### DATA FOR PROCESSING
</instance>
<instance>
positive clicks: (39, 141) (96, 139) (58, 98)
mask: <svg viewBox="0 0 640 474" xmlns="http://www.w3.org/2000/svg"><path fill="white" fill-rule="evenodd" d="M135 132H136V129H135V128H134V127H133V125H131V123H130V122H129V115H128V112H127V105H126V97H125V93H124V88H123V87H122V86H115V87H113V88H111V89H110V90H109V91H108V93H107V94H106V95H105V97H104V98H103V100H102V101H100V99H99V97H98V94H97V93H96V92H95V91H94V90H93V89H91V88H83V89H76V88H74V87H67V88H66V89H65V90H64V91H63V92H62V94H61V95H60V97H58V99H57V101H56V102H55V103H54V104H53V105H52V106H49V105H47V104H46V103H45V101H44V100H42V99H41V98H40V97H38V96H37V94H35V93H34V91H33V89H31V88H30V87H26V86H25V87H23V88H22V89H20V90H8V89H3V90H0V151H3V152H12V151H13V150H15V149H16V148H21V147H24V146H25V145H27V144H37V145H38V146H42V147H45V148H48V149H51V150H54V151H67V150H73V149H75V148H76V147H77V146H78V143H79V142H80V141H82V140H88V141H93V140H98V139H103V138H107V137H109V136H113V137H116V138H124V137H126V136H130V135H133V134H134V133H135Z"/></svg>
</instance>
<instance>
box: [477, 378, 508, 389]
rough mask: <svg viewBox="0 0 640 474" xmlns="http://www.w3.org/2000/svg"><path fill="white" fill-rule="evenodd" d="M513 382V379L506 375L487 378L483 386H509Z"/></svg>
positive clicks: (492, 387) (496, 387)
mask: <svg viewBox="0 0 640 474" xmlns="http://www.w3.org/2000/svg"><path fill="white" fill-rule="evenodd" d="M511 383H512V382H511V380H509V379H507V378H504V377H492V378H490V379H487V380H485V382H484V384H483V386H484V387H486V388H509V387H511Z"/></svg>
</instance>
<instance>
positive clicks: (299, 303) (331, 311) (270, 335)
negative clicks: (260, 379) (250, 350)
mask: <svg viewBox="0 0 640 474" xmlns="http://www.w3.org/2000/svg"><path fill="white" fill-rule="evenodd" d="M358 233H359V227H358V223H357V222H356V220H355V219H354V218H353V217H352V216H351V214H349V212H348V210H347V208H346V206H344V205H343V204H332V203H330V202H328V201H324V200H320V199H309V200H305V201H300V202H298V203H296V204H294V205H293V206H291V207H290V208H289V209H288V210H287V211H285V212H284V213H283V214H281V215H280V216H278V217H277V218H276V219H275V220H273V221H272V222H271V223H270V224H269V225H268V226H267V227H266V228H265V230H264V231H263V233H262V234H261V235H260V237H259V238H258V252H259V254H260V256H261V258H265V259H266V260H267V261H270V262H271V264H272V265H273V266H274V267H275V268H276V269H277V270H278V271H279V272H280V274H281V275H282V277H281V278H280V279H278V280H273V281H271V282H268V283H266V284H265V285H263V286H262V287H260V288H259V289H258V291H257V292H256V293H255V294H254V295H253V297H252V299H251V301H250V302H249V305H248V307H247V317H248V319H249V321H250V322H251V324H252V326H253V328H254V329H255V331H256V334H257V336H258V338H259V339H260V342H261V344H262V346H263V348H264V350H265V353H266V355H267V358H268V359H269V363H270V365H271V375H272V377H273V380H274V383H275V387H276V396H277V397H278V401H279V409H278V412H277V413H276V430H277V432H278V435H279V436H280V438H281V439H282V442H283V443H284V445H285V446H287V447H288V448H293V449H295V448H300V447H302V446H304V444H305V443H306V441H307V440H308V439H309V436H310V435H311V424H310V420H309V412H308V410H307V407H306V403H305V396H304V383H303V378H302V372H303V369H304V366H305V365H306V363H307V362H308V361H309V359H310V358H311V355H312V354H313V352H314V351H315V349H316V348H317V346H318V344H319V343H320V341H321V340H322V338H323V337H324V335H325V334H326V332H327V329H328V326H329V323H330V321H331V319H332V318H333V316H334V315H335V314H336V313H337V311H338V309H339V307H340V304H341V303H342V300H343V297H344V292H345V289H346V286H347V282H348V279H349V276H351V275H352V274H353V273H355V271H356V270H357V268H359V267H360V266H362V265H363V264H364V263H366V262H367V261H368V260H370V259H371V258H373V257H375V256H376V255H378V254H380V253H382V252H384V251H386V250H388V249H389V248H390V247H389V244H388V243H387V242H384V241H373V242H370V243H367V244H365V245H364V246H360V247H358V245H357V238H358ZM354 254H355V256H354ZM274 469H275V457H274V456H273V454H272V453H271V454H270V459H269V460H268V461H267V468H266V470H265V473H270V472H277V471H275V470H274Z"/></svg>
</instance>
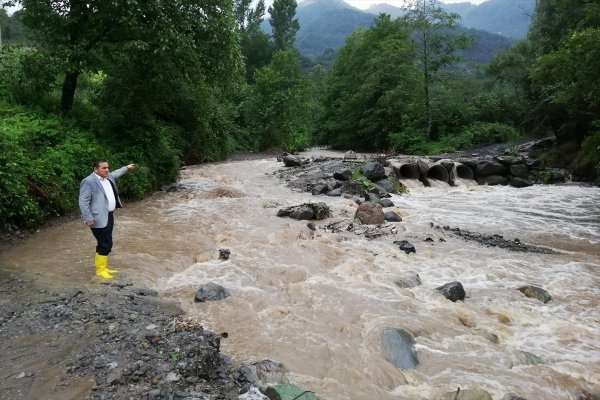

### WHAT THIS TASK INVOLVES
Report each line of the entries above that contains the string "positive", treating uppercase and lowercase as different.

### REPLY TO THE EXERCISE
positive clicks: (39, 141) (96, 139) (58, 98)
positive clicks: (492, 387) (496, 387)
positive clicks: (299, 303) (331, 311) (270, 335)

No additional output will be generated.